--- What is asked ---
From the ResNet50 notebook, extract word for word the passage starting at "1x1, 3x3,... are" and ending at "super(block, self).__init__()".

--- Source excerpt ---

In [1]:
import torch
import torch.nn as nn

 As described in the paper (for ResNet50), we prepare a convolution block such as 

 1x1,64 conv -> 3x3,64 conv -> 1x1,256 conv

 1x1, 3x3,... are the kernels used, 64,256,... is the number of channels

 The input and output of the block are the same size

 expansion for the last conv layer is 4 in each block

In [2]:
# ResNet50
class block(nn.Module):
    def __init__(self, in_channels, out_channels, identity_downsample=None, stride=1):
        super(block, self).__init__()
        self.expansion = 4
        self.conv1 = nn.Conv2d(in_channels, out_channels, kernel_size=1, stride=1, padding=0)
        self.bn1 = nn.BatchNorm2d(out_channels)
        self.conv2 = nn.Conv2d(out_channels, out_channels, kernel_size=3, stride=stride, padding=1)

[Bounding box data excerpts]

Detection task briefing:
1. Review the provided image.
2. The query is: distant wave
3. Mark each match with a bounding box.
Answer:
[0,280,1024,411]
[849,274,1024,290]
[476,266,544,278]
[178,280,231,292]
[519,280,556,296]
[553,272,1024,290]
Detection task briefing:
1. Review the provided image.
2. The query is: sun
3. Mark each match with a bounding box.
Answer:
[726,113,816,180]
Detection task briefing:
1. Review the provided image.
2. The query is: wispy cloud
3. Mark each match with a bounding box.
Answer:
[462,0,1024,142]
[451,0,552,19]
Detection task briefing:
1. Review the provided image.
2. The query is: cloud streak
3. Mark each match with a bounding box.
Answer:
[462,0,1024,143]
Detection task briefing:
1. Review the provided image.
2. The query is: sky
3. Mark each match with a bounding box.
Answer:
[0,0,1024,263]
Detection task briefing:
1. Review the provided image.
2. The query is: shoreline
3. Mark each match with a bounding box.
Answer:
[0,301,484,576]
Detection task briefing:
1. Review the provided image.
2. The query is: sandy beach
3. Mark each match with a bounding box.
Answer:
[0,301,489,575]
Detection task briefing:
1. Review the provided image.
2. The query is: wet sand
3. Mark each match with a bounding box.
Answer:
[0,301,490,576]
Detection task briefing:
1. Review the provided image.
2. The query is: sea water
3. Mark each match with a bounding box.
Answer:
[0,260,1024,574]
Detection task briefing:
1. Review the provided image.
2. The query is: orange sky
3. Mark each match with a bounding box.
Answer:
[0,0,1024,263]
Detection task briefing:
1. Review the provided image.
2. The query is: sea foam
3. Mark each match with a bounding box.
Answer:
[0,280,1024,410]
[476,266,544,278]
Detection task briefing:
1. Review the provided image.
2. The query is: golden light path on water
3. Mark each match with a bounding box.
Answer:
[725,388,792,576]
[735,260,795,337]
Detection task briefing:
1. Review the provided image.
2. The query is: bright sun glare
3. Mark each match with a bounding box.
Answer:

--- Answer to this problem ---
1x1, 3x3,... are the kernels used, 64,256,... is the number of channels

 The input and output of the block are the same size

 expansion for the last conv layer is 4 in each block

In [2]:
# ResNet50
class block(nn.Module):
    def __init__(self, in_channels, out_channels, identity_downsample=None, stride=1):
        super(block, self).__init__()